(A run of records)
↓↓↓
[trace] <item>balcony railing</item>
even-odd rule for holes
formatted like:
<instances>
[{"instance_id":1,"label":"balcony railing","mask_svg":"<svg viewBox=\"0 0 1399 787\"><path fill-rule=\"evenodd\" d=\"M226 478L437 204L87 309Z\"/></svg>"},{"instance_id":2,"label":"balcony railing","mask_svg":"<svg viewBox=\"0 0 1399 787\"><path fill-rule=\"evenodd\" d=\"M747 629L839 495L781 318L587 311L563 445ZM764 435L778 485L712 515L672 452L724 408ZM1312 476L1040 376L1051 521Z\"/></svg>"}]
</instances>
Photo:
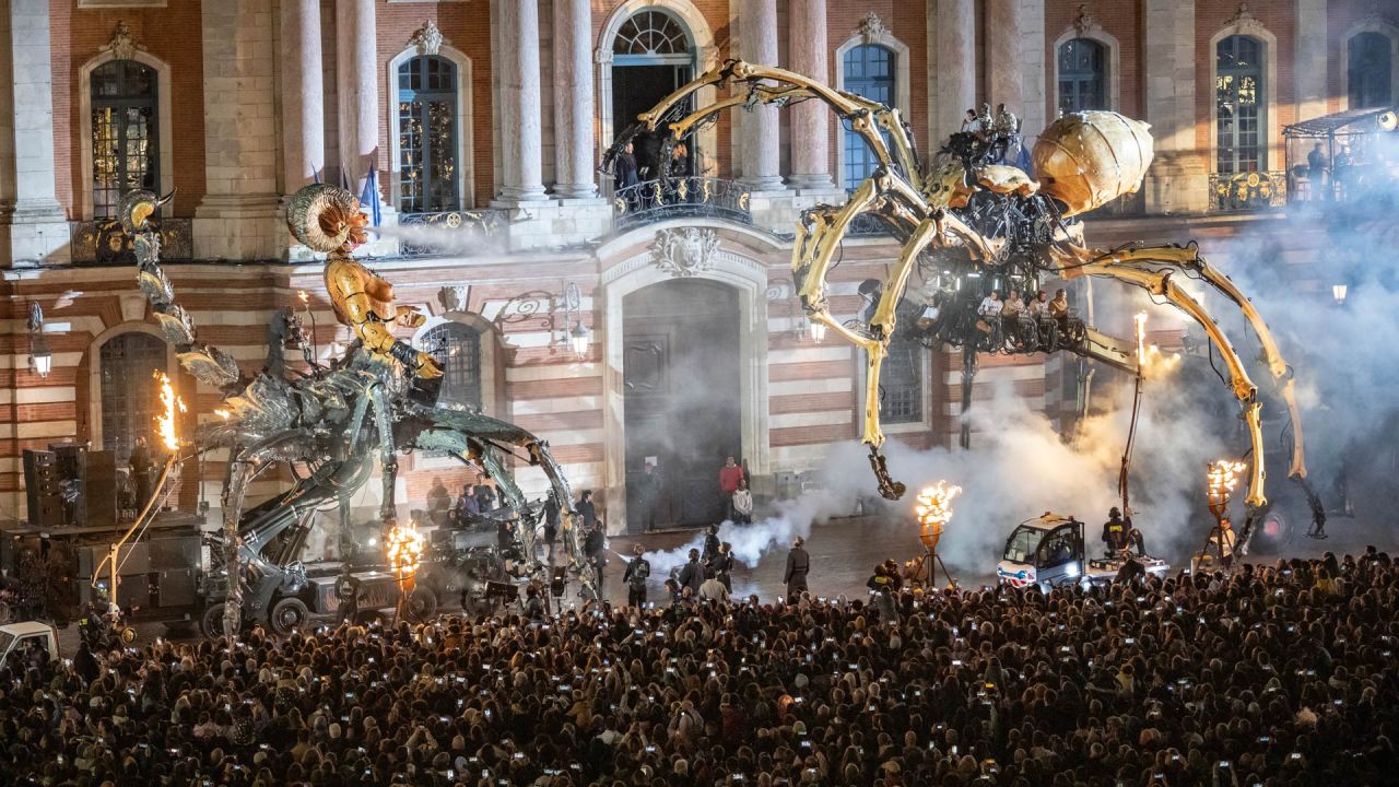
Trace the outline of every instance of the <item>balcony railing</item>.
<instances>
[{"instance_id":1,"label":"balcony railing","mask_svg":"<svg viewBox=\"0 0 1399 787\"><path fill-rule=\"evenodd\" d=\"M193 220L158 218L161 259L193 259ZM70 238L73 265L136 265L132 237L115 218L74 221Z\"/></svg>"},{"instance_id":2,"label":"balcony railing","mask_svg":"<svg viewBox=\"0 0 1399 787\"><path fill-rule=\"evenodd\" d=\"M625 230L667 218L727 218L751 224L748 189L722 178L642 181L613 192L613 228Z\"/></svg>"},{"instance_id":3,"label":"balcony railing","mask_svg":"<svg viewBox=\"0 0 1399 787\"><path fill-rule=\"evenodd\" d=\"M509 218L504 210L448 210L442 213L404 213L399 216L399 253L432 256L460 249L474 238L504 235ZM417 230L409 230L417 228Z\"/></svg>"},{"instance_id":4,"label":"balcony railing","mask_svg":"<svg viewBox=\"0 0 1399 787\"><path fill-rule=\"evenodd\" d=\"M1210 210L1272 210L1287 206L1283 171L1210 175Z\"/></svg>"}]
</instances>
↑↑↑
Instruction:
Report every line above that contains the string "item", copying each one in full.

Task output:
[trace] <item>balcony railing</item>
Trace the outline of every instance of the <item>balcony railing</item>.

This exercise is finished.